--- Begin Text provided ---

# I'm going insane :(



## alyssa_liss (May 4, 2009)

Got work in the morning and tonight the degus have decided they want to stay up all night , there norm really good and sleep at about 11

why won't they sleep  I can't even move them or me as I'm at my OH's, who is currently fast asleep


----------



## Midnight (Jan 17, 2009)

MMMMMmmmmmmm sounds familiar  we have nights where one is awake till gone 3 in the morning rattling a wooden block on the side of the cage  looks nice but not practical ! hope you have a better night tonight !  xx I get up and bang their cage cos i'm evil :devil: stops him doing it !!!!!  x


----------



## alyssa_liss (May 4, 2009)

no one cares that i was sleep deprived 

i ended up going in my OH bros room as he was out for the night 

just to add when i was leaving for work the ladies decided it was sleepy time (not impressed )

--- End Text provided ---
--- Begin Dataset excerpts ---

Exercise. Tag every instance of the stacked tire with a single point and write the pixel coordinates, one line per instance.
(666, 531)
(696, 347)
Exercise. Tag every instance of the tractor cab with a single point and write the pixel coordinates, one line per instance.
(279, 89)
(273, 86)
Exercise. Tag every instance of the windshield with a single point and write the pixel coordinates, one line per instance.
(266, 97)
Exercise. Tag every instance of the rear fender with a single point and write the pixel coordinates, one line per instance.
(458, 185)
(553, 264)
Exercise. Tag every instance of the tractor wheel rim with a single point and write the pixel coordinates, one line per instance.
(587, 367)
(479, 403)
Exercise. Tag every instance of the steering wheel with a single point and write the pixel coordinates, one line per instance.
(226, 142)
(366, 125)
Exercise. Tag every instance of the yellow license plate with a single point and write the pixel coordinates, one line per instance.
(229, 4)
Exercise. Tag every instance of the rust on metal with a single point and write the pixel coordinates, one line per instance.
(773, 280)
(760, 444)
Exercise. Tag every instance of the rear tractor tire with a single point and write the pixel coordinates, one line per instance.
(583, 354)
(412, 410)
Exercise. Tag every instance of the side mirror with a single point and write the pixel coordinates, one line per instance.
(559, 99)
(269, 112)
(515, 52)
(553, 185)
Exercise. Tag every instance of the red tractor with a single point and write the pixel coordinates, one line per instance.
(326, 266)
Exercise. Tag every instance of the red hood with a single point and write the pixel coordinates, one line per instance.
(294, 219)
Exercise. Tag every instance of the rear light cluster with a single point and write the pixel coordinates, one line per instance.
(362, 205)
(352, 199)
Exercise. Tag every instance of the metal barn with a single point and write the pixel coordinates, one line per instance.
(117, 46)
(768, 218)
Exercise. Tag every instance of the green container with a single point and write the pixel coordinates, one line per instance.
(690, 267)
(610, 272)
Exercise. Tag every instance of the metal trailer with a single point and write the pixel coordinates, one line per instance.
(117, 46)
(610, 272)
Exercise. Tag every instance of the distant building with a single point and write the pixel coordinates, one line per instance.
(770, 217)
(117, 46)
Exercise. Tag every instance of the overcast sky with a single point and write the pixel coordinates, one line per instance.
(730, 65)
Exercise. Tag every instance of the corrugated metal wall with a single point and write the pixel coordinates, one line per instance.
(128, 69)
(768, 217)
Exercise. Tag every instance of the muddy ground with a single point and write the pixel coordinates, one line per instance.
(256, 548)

--- End Dataset excerpts ---
--- Begin Dataset excerpts ---

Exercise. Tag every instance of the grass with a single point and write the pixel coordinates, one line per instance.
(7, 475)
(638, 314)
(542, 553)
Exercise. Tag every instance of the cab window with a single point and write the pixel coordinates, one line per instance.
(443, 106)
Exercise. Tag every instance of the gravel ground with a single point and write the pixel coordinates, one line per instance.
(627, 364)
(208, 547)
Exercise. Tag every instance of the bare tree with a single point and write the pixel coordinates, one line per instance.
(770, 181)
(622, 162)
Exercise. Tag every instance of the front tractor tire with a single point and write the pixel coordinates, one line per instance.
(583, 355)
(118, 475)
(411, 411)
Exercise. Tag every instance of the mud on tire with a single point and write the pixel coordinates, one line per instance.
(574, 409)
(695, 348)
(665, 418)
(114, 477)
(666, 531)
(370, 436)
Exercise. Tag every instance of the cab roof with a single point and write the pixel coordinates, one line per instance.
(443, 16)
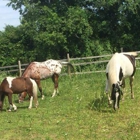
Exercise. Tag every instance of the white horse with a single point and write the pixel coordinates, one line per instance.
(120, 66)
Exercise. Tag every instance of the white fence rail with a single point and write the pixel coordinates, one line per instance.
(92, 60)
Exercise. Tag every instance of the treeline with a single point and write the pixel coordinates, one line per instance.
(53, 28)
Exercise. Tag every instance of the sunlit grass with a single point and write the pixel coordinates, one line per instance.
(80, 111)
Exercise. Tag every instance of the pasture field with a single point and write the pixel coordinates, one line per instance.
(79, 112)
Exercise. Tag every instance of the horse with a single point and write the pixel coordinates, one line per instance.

--- End Dataset excerpts ---

▶ **Problems and tasks**
#1 In the degu forum thread, retype everything from "Got work in" down to "(Jan 17, 2009)".
#2 According to the degu forum thread, what does one of Midnight's degus rattle on the side of the cage late at night?
#3 Put this sentence from the degu forum thread into Spanish: "i ended up going in my OH bros room as he was out for the night"
The data has no connection to the degu forum thread.

▶ **Answers**
#1
Got work in the morning and tonight the degus have decided they want to stay up all night , there norm really good and sleep at about 11

why won't they sleep  I can't even move them or me as I'm at my OH's, who is currently fast asleep


----------



## Midnight (Jan 17, 2009)

#2 A wooden block.

#3 Terminé yendo a la habitación del hermano de mi pareja, ya que él había salido esa noche.